**Task directions:** The required output is the line containing "of the blonde" through the final line of the material below, printed exactly, with no other lines.

**Supplied material:**

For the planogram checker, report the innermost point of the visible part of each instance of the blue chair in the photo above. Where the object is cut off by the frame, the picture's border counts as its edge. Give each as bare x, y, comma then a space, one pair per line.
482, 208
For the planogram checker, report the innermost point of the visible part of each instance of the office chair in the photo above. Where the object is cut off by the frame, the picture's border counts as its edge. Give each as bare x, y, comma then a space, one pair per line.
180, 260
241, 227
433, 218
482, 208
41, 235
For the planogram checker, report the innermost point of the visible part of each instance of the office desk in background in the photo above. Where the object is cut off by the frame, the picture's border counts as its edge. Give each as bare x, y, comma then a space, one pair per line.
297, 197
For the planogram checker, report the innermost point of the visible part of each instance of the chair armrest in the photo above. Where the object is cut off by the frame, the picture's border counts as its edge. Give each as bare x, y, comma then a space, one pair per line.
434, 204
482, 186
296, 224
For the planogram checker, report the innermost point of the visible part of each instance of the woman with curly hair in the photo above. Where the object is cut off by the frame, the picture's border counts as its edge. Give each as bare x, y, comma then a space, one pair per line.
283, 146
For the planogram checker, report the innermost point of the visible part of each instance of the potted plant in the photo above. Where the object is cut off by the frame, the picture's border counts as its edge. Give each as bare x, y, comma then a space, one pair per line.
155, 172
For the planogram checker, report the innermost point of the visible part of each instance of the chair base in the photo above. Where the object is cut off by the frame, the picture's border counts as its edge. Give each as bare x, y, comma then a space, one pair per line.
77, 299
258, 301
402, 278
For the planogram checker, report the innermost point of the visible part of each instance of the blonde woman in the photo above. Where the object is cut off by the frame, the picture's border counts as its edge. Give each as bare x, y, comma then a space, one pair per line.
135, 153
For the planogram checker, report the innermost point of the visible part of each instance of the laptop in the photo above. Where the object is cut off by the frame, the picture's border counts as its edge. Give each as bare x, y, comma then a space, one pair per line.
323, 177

**Response:**
For the planogram checker, report the innermost point of the visible part of each instance of the blonde woman in the photo above. Where the object is cut off by the frame, the picture's border counts as its edge. Give each as bare x, y, comma then a space, one pair per line.
135, 153
For the planogram checker, report the innermost point of the visible part of each instance of the laptop in the photo above. Where the object is cut off by the frame, the picture's border counts as its edge. Give each as bare x, y, comma then a space, one pair per line.
323, 177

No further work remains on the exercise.